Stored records

+ + + +

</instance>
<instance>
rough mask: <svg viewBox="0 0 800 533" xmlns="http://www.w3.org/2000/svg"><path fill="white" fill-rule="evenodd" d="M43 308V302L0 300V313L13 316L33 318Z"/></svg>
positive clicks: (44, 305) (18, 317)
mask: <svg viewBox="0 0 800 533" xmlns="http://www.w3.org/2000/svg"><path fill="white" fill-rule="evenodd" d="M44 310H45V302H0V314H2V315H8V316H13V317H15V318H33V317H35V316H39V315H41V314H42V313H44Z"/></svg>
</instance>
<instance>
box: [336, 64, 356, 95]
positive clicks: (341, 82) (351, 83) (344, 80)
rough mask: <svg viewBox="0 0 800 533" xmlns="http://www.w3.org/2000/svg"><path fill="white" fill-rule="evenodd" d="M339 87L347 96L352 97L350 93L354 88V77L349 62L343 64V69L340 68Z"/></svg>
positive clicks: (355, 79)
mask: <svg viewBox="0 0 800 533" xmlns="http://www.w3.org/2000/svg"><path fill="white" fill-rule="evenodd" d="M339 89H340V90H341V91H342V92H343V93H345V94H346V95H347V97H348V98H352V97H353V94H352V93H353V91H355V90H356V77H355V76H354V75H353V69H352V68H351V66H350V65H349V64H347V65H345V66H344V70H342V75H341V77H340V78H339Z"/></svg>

+ + + +

- How to complete this task
Extract every line from the records above that contains the word "rough".

- Exercise answer
rough mask: <svg viewBox="0 0 800 533" xmlns="http://www.w3.org/2000/svg"><path fill="white" fill-rule="evenodd" d="M43 308V302L0 300V313L13 316L33 318Z"/></svg>
rough mask: <svg viewBox="0 0 800 533" xmlns="http://www.w3.org/2000/svg"><path fill="white" fill-rule="evenodd" d="M339 87L347 96L352 97L350 93L354 88V77L349 62L343 64V69L340 68Z"/></svg>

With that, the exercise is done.